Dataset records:

· · · · ·

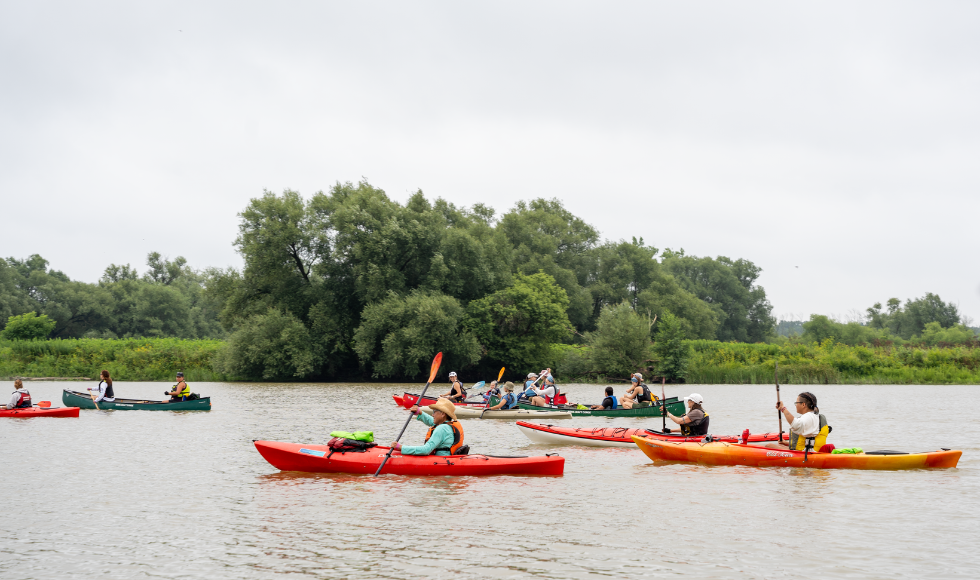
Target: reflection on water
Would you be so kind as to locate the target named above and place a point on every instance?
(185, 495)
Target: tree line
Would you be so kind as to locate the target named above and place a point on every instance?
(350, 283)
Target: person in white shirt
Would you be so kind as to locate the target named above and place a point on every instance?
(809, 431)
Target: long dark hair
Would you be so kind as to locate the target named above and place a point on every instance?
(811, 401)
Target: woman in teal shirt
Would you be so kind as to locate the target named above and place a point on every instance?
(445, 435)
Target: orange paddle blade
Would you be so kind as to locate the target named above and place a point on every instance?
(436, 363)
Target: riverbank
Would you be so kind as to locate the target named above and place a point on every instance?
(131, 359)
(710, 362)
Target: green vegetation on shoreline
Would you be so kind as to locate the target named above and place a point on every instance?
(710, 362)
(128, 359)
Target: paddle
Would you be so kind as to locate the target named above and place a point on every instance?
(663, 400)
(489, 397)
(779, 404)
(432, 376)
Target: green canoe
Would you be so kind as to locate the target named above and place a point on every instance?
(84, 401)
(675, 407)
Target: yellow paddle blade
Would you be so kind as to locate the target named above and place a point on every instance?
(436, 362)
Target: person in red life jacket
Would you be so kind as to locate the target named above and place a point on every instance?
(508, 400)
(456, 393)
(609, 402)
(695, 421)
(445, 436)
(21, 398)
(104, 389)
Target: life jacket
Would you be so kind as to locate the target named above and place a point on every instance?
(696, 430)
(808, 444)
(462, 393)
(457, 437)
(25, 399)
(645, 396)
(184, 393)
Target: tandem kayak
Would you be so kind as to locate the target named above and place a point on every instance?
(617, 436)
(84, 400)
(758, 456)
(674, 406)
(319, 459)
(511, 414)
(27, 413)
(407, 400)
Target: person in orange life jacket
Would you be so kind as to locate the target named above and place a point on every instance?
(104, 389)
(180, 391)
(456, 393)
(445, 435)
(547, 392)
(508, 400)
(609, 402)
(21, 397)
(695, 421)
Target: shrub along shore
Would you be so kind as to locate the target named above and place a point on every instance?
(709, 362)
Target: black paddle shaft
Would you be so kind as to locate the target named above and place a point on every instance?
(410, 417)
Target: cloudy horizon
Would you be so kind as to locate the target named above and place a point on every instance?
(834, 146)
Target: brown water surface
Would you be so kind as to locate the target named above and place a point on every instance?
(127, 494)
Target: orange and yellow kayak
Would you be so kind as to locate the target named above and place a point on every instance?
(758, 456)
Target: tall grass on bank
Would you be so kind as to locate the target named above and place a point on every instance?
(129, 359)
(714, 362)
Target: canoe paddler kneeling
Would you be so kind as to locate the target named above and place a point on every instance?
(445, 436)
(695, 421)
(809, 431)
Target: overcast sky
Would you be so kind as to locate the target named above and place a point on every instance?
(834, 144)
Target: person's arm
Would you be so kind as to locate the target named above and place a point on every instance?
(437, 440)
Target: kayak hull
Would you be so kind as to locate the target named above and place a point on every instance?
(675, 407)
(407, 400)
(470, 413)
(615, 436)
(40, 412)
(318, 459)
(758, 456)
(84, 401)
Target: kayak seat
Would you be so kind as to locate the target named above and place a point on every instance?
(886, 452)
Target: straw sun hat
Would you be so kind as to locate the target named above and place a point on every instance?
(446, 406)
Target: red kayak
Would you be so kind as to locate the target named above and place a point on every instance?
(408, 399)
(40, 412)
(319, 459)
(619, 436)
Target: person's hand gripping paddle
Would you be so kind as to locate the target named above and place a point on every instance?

· · · · ·

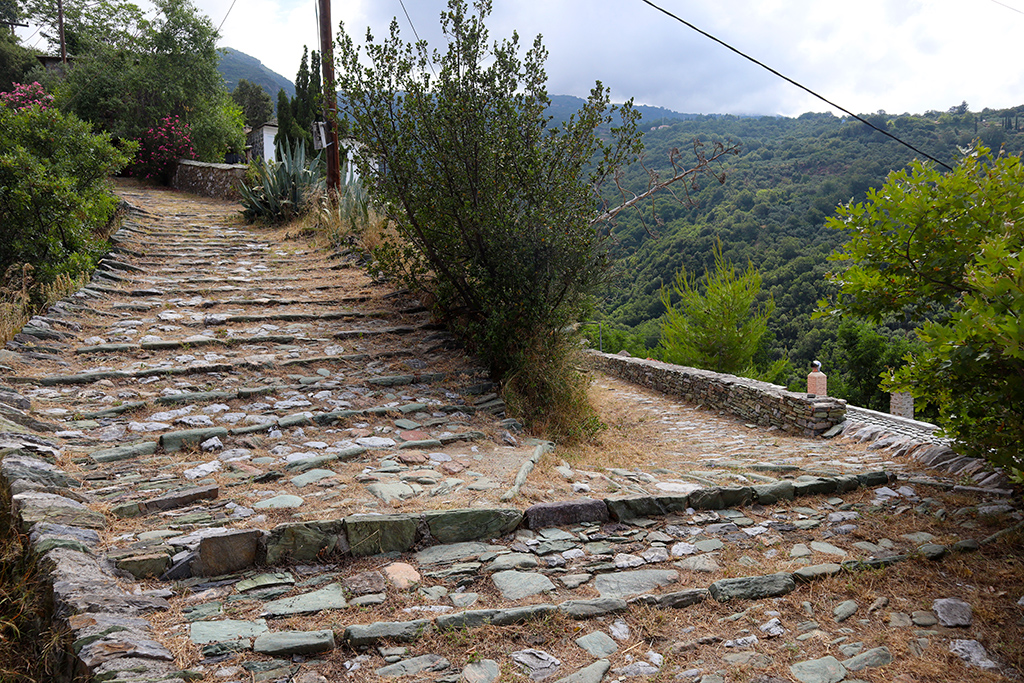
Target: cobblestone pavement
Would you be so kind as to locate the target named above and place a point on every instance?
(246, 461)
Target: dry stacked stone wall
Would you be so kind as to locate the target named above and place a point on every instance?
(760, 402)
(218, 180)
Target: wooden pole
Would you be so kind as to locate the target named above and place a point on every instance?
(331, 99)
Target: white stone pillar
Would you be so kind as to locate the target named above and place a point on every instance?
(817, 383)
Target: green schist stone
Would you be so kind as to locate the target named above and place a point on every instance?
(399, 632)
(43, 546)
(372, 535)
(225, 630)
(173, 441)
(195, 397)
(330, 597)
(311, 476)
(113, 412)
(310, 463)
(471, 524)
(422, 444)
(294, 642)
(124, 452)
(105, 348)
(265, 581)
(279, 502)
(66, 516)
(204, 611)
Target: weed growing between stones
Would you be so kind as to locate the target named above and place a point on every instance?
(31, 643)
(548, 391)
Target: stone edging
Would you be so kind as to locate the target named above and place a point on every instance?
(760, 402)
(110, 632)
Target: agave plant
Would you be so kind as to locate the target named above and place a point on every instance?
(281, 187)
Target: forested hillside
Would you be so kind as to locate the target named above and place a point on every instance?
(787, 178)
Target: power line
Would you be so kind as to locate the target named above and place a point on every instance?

· · · · ·

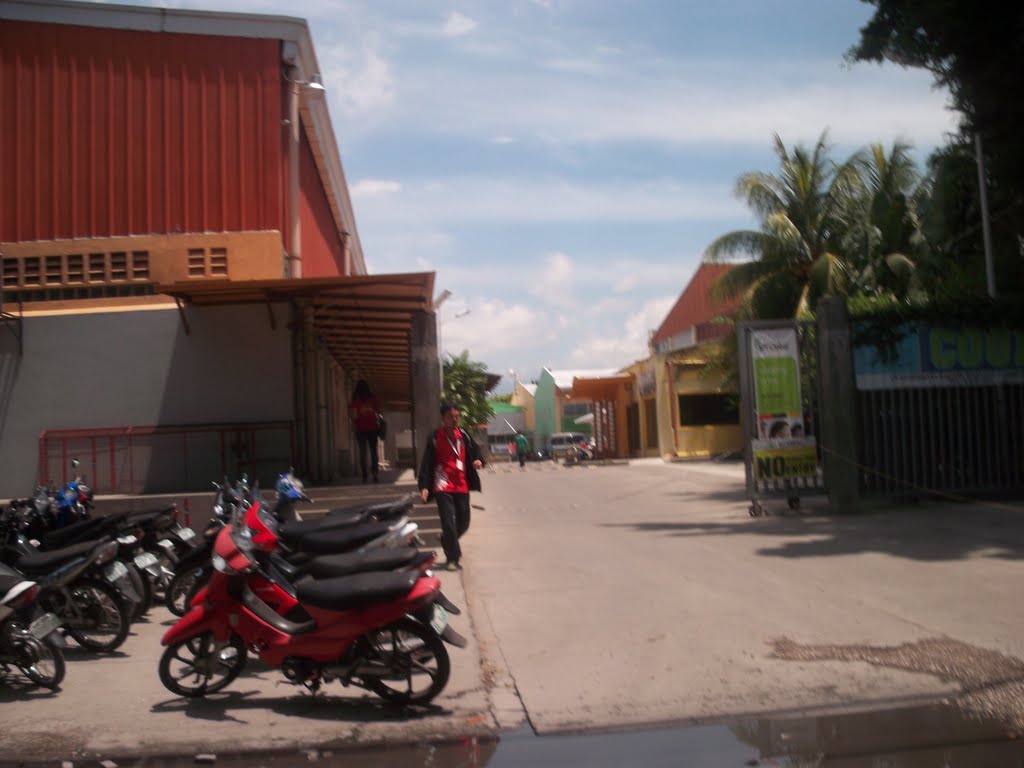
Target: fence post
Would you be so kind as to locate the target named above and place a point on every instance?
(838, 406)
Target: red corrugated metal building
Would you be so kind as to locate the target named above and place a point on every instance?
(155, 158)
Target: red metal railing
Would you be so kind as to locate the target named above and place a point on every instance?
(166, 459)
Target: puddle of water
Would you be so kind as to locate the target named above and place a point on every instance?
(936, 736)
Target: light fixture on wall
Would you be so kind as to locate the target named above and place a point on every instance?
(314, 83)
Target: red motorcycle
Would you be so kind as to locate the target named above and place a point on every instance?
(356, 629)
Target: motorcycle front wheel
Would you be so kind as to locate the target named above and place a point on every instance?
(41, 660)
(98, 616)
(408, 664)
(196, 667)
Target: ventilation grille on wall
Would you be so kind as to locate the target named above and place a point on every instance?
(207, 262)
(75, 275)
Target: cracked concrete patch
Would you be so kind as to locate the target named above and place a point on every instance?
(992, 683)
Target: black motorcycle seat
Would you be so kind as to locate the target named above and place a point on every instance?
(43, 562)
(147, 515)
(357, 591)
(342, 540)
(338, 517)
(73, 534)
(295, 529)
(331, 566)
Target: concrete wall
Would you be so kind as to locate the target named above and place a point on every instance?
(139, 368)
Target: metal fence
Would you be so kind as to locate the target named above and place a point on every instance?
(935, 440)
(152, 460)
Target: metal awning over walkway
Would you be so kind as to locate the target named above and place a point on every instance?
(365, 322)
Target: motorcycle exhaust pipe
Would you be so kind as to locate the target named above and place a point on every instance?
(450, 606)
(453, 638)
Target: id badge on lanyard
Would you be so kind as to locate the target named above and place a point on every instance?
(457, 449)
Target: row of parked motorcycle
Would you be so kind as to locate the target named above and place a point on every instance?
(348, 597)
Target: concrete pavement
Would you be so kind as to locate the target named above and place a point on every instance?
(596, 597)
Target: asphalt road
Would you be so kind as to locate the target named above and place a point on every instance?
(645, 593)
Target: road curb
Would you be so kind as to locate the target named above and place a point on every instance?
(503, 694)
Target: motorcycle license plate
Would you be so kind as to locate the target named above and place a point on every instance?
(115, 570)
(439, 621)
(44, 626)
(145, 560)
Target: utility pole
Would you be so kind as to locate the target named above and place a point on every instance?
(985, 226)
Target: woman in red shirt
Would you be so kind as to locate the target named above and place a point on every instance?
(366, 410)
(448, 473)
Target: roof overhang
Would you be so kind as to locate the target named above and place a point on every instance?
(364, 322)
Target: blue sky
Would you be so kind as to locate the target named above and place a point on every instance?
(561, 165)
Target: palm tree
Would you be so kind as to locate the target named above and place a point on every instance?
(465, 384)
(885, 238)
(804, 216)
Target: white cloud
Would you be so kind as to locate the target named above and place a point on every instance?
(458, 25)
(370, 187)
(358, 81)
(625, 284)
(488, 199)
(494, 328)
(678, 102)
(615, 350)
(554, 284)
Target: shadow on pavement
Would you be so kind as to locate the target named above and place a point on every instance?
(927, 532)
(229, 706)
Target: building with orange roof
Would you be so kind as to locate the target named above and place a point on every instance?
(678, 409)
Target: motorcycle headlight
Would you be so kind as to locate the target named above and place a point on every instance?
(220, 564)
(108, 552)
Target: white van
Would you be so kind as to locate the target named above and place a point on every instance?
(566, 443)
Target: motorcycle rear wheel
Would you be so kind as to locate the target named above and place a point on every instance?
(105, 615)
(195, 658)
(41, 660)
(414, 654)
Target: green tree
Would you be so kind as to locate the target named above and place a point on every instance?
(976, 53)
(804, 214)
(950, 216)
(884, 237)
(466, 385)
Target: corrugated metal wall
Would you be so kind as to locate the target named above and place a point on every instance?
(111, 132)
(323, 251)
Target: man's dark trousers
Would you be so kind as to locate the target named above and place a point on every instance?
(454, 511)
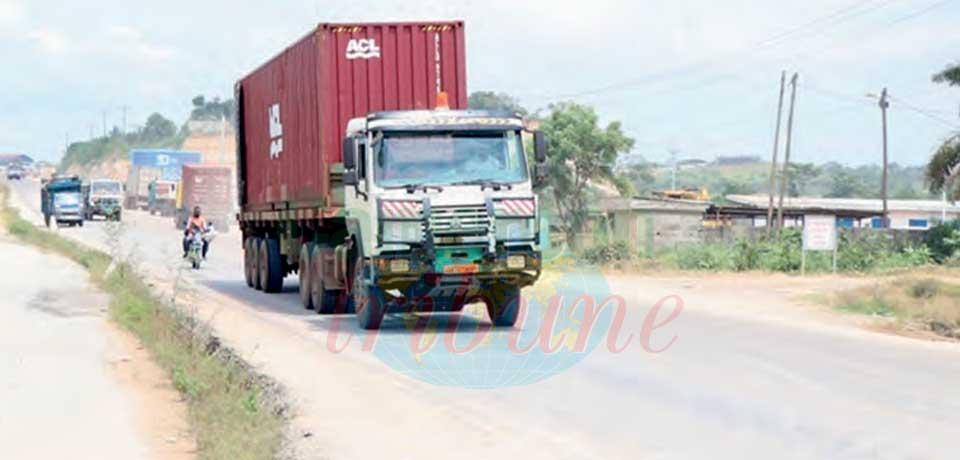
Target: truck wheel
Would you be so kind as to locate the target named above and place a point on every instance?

· · · · ·

> THE TASK
Please count the lines of the data above that contain the string "jacket", treating uppercase and lowercase as different, and reply with the number alone.

> PROBLEM SOLUTION
3